Vibration motors characteristics

Hi,
I would like to make a vibrobot similar to this one. But probably a bit larger and somewhat "clever". I was looking at vibration motors on eBay and found very little characteristics. For less soldering I would like to power them directly from a pin. (I am a bit afraid joints will suffer from the vibrations.) I don't know which motor to choose. For example description of this one says maximum 70mA @ 3V. Another one consumes 0.15-0.23A @ 1.5-3V. But this one needs only 12mA @ 3V. I don't know how to understand those numbers. I would expect vibrations ~ I.U so the last one would vibrate much less than the first two. On the other side trying to source large current from the pin will lead to voltage drop so the motor will consume less current and be less efficient...
I also tried to find more info about vibration motors. Here I have found some interesting stats about 8x2.5 mm flat motor. There is this graph:

It looks like until the motor starts at about 2.4V there is no current. Then current consumption and speed quickly rises and when current is around 40mA it needs more voltage to operate but efficiency decreases. Is it "normal behavior" of motor or is it just artifact caused by not characterizing motor at voltage under 2.4V?

****************

## What is asked
1 - Answer from the vibration motors post:
(a) What maximum current at 3V does the description of the first motor give?
(b) What size is the flat motor whose stats the poster found?
(c) At about what voltage does the motor start, according to the graph?
2 - Print the part of the vibration motors post that opens with the words "Vibration motors characteristics" and closes with "be less efficient...".
The listing that follows the vibration motors post comes from a separate source.

## Data provided
****************

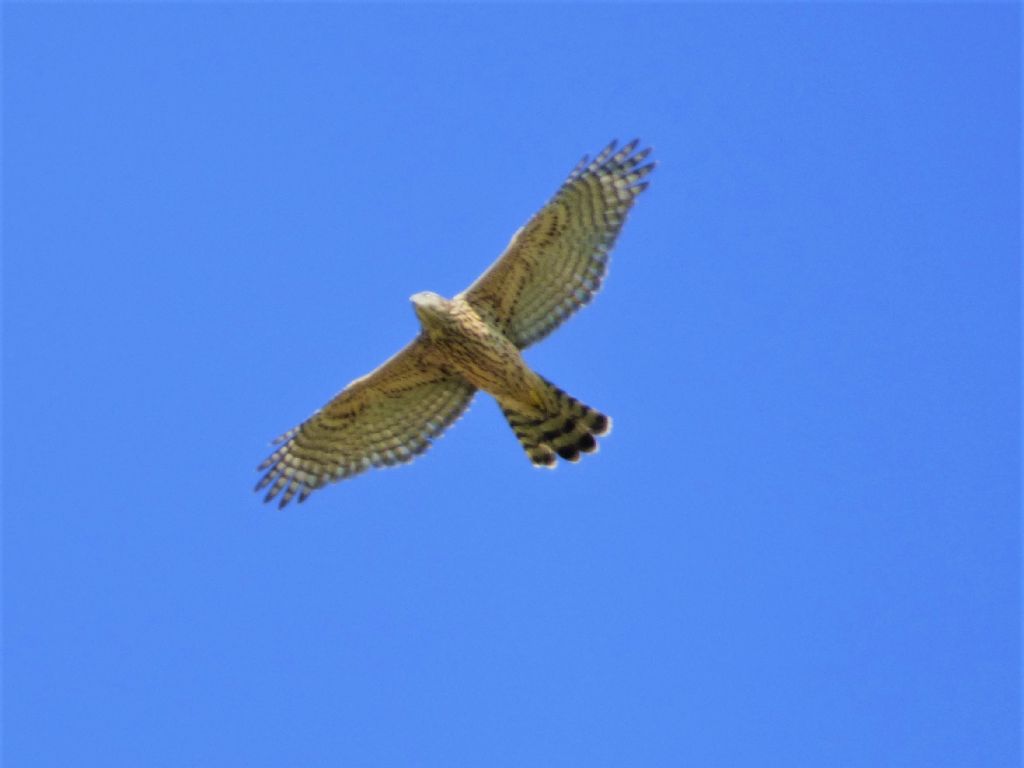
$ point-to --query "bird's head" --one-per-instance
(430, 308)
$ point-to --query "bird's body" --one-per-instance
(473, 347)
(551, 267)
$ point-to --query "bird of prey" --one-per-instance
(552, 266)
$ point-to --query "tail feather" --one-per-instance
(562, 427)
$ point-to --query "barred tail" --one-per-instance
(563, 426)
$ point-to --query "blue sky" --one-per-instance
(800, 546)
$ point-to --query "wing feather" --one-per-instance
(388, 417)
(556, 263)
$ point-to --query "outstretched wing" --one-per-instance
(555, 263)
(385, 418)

****************

## Answer list
1 -
(a) 70mA
(b) 8x2.5 mm
(c) About 2.4V

2 -
Vibration motors characteristics

Hi,
I would like to make a vibrobot similar to this one. But probably a bit larger and somewhat "clever". I was looking at vibration motors on eBay and found very little characteristics. For less soldering I would like to power them directly from a pin. (I am a bit afraid joints will suffer from the vibrations.) I don't know which motor to choose. For example description of this one says maximum 70mA @ 3V. Another one consumes 0.15-0.23A @ 1.5-3V. But this one needs only 12mA @ 3V. I don't know how to understand those numbers. I would expect vibrations ~ I.U so the last one would vibrate much less than the first two. On the other side trying to source large current from the pin will lead to voltage drop so the motor will consume less current and be less efficient...